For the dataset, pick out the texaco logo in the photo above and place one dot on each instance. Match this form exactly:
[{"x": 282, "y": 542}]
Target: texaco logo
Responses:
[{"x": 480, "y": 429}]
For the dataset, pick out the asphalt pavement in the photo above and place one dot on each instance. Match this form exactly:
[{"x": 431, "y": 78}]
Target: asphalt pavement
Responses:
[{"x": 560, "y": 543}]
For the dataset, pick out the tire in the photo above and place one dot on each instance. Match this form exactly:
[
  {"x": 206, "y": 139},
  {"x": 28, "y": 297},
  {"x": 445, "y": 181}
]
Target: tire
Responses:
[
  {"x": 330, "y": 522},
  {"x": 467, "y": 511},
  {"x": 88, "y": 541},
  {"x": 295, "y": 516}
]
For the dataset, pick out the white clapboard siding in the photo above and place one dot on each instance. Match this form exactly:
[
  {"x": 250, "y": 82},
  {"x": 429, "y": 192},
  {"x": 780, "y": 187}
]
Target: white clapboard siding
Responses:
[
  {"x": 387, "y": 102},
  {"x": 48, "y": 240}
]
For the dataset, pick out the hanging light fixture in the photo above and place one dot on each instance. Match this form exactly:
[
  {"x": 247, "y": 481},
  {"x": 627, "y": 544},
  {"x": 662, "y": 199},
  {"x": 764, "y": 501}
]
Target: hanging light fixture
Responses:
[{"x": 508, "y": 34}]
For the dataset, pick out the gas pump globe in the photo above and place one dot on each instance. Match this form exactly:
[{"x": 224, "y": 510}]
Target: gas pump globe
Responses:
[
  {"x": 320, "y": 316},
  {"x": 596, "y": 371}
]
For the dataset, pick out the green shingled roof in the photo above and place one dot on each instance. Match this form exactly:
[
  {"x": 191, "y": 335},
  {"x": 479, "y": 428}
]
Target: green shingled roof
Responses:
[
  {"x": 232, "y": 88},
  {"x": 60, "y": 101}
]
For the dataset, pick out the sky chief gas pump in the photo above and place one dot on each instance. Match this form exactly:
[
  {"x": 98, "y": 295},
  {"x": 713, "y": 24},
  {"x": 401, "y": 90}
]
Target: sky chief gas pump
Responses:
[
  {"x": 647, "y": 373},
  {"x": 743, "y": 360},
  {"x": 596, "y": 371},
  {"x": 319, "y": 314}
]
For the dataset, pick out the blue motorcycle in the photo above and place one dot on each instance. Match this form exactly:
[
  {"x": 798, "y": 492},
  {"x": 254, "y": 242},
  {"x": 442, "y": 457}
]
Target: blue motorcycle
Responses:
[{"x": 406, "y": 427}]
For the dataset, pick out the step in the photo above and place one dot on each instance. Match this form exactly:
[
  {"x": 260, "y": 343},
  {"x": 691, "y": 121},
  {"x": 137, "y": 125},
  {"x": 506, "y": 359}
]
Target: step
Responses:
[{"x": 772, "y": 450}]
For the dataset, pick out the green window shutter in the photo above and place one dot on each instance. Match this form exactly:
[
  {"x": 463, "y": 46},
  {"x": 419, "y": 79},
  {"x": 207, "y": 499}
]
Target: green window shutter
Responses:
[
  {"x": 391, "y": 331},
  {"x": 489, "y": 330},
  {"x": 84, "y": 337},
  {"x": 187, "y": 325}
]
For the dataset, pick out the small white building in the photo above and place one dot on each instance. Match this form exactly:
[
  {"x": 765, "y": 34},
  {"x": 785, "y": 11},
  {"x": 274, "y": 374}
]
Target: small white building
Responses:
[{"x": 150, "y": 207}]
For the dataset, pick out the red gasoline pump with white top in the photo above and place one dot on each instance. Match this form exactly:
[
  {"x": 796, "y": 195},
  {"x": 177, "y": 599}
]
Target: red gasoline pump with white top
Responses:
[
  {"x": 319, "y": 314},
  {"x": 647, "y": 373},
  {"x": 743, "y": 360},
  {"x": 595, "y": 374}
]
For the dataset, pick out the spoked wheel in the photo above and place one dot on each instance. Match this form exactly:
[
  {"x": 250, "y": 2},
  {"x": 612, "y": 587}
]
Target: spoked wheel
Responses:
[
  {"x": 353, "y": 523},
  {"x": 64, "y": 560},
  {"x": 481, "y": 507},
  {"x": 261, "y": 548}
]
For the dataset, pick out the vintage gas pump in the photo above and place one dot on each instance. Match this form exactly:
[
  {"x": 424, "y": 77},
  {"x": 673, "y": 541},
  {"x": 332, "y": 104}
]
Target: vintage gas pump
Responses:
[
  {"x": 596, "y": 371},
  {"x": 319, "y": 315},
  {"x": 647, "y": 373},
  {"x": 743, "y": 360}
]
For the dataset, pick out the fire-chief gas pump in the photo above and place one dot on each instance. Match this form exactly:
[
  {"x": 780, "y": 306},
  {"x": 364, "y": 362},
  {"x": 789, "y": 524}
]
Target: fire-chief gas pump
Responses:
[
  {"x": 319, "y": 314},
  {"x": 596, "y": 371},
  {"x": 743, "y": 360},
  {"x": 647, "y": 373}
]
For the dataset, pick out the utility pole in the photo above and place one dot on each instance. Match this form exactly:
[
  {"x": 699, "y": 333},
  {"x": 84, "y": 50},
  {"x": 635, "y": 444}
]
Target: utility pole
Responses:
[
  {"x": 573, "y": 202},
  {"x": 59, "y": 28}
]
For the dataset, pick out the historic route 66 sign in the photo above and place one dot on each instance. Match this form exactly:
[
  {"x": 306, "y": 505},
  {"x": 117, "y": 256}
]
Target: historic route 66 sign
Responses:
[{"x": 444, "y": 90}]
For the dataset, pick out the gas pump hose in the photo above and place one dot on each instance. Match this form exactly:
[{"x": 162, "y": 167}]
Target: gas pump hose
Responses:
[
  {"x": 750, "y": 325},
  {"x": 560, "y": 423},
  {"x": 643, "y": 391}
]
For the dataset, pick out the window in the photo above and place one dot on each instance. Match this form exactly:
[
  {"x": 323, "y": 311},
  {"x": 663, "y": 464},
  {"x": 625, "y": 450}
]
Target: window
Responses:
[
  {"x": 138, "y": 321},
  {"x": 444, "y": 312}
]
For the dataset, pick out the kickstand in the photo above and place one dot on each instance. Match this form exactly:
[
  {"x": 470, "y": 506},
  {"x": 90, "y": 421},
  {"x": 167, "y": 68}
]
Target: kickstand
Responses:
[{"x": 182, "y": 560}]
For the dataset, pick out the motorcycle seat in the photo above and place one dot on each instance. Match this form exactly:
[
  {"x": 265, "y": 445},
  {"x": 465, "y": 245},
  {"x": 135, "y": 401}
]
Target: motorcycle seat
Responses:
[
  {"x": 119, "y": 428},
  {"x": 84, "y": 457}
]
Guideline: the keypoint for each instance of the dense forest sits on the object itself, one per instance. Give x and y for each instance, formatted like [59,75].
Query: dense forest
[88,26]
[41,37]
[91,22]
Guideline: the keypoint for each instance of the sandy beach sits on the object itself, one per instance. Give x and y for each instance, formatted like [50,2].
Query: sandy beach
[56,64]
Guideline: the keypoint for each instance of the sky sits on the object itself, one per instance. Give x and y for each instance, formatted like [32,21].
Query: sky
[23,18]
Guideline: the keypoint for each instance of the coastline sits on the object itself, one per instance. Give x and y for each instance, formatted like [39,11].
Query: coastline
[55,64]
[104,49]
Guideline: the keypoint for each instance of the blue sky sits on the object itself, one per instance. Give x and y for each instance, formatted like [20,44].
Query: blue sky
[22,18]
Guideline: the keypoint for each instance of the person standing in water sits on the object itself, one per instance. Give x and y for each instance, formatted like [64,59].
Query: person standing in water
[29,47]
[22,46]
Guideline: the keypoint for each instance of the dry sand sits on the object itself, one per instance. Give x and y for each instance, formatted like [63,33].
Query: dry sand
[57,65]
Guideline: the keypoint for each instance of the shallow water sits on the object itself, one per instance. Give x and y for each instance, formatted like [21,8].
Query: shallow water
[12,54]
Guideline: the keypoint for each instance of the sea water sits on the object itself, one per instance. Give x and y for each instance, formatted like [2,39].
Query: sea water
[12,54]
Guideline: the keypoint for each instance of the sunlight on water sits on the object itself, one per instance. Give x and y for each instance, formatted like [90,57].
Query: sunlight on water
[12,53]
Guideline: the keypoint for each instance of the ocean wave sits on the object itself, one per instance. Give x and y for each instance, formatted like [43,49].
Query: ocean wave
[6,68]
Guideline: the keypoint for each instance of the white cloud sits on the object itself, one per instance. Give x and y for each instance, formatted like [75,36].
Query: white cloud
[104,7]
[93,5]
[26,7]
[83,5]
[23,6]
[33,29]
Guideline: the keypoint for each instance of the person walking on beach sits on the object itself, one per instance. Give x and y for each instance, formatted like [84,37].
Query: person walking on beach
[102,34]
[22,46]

┄┄┄┄┄┄

▶ _What the exercise asks_:
Search the data above for lines holding "asphalt" and copy each of them.

▶ _Response to the task_:
For the dataset, pick out the asphalt pavement in the photo above and place one dot on each instance. Match this form exactly:
Target: asphalt pavement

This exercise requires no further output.